— YOUR OBJECTIVE —
List every line in the rows that contains the string "curtain", with case counting.

— WORKING DATA —
-----

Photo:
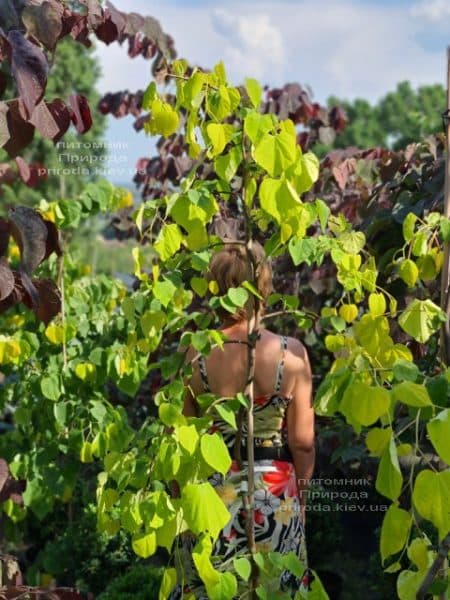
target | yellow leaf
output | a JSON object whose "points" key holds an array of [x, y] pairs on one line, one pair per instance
{"points": [[348, 312], [55, 334]]}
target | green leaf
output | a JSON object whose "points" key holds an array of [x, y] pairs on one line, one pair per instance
{"points": [[408, 226], [445, 229], [412, 394], [164, 119], [409, 272], [389, 477], [309, 172], [431, 497], [195, 497], [144, 544], [324, 212], [377, 439], [86, 452], [168, 582], [227, 414], [85, 371], [302, 250], [219, 136], [352, 241], [256, 125], [408, 584], [251, 288], [238, 296], [421, 319], [215, 452], [427, 267], [394, 531], [364, 403], [225, 588], [377, 304], [51, 387], [60, 413], [168, 241], [188, 437], [149, 96], [221, 103], [254, 91], [330, 392], [275, 152], [201, 556], [243, 567], [277, 198], [439, 432], [164, 290], [419, 554], [171, 415], [199, 285]]}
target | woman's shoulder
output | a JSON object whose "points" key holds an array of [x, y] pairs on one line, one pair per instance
{"points": [[293, 345]]}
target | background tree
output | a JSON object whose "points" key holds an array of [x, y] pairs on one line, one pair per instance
{"points": [[396, 120]]}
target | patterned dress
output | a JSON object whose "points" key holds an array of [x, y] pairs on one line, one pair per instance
{"points": [[278, 521]]}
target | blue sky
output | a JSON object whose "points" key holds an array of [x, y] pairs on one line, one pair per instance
{"points": [[347, 48]]}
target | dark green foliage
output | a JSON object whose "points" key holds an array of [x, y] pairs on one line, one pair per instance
{"points": [[75, 554], [399, 118], [140, 582]]}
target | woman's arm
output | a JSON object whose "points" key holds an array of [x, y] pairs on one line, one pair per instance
{"points": [[300, 423], [190, 406]]}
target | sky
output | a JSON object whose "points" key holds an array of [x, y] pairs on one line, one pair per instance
{"points": [[345, 48]]}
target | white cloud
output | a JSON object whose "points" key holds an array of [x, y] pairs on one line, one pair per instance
{"points": [[348, 49], [431, 10], [253, 43]]}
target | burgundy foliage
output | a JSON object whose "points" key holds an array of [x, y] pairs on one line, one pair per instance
{"points": [[29, 33], [37, 238]]}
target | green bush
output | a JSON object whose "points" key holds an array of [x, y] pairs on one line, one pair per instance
{"points": [[140, 582]]}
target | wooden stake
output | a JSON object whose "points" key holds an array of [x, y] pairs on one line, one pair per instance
{"points": [[440, 565]]}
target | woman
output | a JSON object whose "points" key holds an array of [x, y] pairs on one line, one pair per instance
{"points": [[283, 423]]}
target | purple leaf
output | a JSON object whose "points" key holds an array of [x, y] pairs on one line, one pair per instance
{"points": [[29, 67], [20, 131], [44, 22], [81, 113], [4, 236], [6, 283], [52, 119]]}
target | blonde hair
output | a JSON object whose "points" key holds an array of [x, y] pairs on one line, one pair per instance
{"points": [[230, 268]]}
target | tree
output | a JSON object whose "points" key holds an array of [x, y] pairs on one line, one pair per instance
{"points": [[75, 71], [396, 120]]}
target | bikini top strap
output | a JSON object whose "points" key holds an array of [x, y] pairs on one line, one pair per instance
{"points": [[203, 373], [280, 367]]}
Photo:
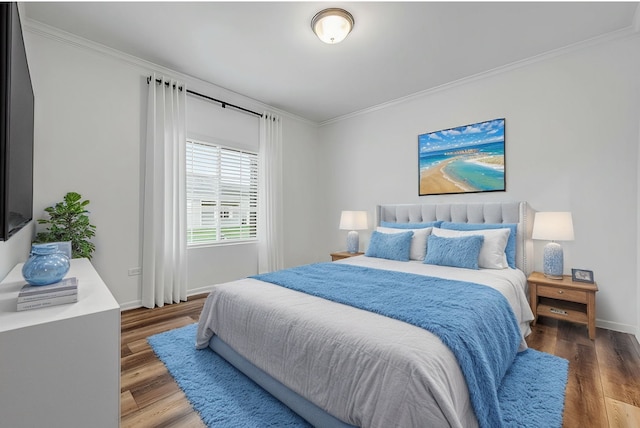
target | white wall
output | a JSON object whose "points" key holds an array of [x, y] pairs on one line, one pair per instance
{"points": [[90, 127], [571, 145]]}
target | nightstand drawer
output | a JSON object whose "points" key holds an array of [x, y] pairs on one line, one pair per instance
{"points": [[562, 294]]}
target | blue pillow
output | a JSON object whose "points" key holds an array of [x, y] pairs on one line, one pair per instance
{"points": [[410, 225], [455, 252], [392, 246], [510, 250]]}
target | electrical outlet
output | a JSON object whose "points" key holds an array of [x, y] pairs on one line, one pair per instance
{"points": [[134, 271]]}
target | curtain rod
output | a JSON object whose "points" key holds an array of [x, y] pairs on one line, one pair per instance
{"points": [[223, 104]]}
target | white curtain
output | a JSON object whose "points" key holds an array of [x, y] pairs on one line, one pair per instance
{"points": [[270, 248], [164, 248]]}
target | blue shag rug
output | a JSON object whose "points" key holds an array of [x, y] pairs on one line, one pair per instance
{"points": [[532, 394]]}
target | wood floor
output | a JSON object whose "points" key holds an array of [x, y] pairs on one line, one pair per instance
{"points": [[603, 388]]}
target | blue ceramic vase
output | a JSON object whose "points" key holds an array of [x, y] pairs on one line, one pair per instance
{"points": [[45, 265]]}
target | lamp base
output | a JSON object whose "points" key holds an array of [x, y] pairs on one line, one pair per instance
{"points": [[553, 264], [353, 242]]}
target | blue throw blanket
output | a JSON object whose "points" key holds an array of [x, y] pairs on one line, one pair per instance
{"points": [[480, 329]]}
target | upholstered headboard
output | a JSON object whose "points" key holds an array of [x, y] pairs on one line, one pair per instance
{"points": [[490, 212]]}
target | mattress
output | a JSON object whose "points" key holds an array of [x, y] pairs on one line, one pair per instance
{"points": [[365, 369]]}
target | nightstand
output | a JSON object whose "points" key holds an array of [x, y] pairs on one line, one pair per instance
{"points": [[563, 299], [343, 255]]}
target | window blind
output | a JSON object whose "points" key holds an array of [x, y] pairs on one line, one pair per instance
{"points": [[222, 194]]}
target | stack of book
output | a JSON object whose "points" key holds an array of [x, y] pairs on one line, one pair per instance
{"points": [[40, 296]]}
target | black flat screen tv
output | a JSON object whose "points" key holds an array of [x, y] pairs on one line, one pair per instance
{"points": [[16, 126]]}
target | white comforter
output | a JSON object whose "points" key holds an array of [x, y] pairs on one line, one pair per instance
{"points": [[365, 369]]}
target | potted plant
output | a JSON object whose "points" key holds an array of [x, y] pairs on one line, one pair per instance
{"points": [[68, 221]]}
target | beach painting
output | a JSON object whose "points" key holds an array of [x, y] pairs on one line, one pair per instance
{"points": [[465, 159]]}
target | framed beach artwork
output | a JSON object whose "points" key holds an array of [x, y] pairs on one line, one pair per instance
{"points": [[466, 159]]}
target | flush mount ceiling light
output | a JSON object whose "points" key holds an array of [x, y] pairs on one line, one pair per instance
{"points": [[332, 25]]}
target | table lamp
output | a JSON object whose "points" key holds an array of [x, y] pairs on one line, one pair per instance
{"points": [[353, 221], [553, 226]]}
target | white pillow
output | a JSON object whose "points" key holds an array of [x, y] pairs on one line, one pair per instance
{"points": [[418, 242], [492, 255]]}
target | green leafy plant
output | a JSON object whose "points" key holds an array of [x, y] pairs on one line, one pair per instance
{"points": [[68, 221]]}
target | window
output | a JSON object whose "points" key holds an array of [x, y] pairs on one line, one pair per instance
{"points": [[222, 194]]}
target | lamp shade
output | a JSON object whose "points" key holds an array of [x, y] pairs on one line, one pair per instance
{"points": [[353, 220], [332, 25], [553, 226]]}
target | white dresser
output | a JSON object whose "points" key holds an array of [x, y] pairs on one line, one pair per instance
{"points": [[60, 365]]}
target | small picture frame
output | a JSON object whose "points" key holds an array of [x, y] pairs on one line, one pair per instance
{"points": [[582, 275]]}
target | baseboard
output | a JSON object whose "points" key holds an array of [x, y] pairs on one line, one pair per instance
{"points": [[622, 328]]}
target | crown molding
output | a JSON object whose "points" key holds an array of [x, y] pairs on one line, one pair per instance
{"points": [[147, 67], [615, 35]]}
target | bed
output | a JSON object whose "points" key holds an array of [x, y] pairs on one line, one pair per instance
{"points": [[338, 365]]}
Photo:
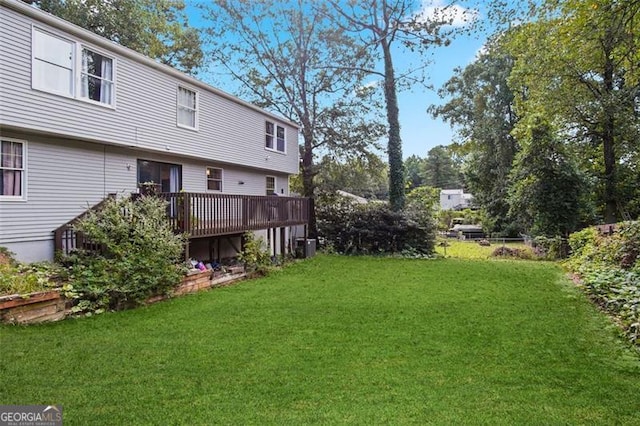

-----

— RESULT —
target | curtain rod
target | white curtain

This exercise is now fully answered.